Surface Catalysis Nodes (NRR)
Specialized nodes for nitrogen reduction reaction studies.
Bulk Optimization
Dense k-grid relaxation for bulk crystals.
| Parameter | Default | Description |
|---|---|---|
| KPOINTS | 9x9x9 | Dense k-grid |
| ISIF | 3 | Full cell + ionic relaxation |
| ENCUT | 520 | Standard cutoff |
Slab Generation
Cut a surface slab from a bulk crystal (runs locally).
| Parameter | Default | Description |
|---|---|---|
| miller_h, miller_k, miller_l | 1, 1, 1 | Miller indices |
| layers | 4 | Number of atomic layers |
| vacuum | 15.0 | Vacuum thickness (A) |
| supercell_a, supercell_b | 2, 2 | In-plane supercell |
Slab Relaxation
Surface relaxation with frozen bottom layers and dipole correction.
| Parameter | Default | Description |
|---|---|---|
| ISIF | 2 | Fix cell shape, relax ions |
| freeze_layers | 2 | Number of bottom layers to freeze |
| LDIPOL | true | Dipole correction for slab asymmetry |
Adsorbate Placement
Place molecules on surface adsorption sites (runs locally).

STATED EXERCISE: Please list every individual node in the surface catalysis text, using the heading that introduces each one below the main title.

(Point labeling examples)
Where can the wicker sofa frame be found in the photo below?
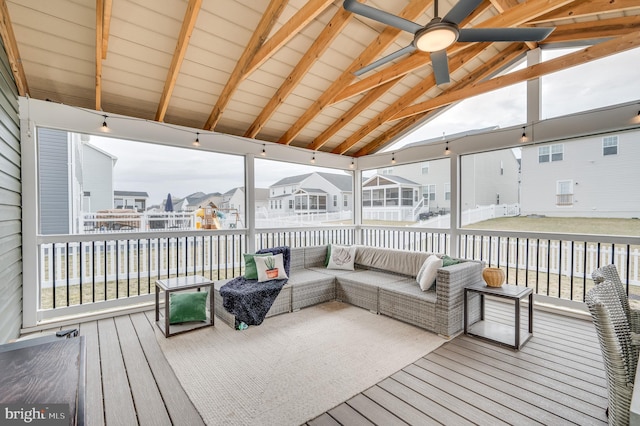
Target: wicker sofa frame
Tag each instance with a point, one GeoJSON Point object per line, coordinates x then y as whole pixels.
{"type": "Point", "coordinates": [384, 282]}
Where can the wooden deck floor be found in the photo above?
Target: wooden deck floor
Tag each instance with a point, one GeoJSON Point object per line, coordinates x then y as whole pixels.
{"type": "Point", "coordinates": [557, 378]}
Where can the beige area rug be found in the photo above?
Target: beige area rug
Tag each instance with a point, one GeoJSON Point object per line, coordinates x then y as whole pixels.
{"type": "Point", "coordinates": [293, 367]}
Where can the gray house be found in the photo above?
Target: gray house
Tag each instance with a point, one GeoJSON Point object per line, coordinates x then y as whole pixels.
{"type": "Point", "coordinates": [316, 192]}
{"type": "Point", "coordinates": [596, 176]}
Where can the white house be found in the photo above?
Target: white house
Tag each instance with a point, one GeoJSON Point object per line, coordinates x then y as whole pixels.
{"type": "Point", "coordinates": [594, 176]}
{"type": "Point", "coordinates": [316, 192]}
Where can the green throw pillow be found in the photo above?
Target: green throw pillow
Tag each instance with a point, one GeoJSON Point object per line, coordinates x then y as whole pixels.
{"type": "Point", "coordinates": [250, 271]}
{"type": "Point", "coordinates": [185, 307]}
{"type": "Point", "coordinates": [448, 261]}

WRITTEN ANSWER:
- Bulk Optimization
- Slab Generation
- Slab Relaxation
- Adsorbate Placement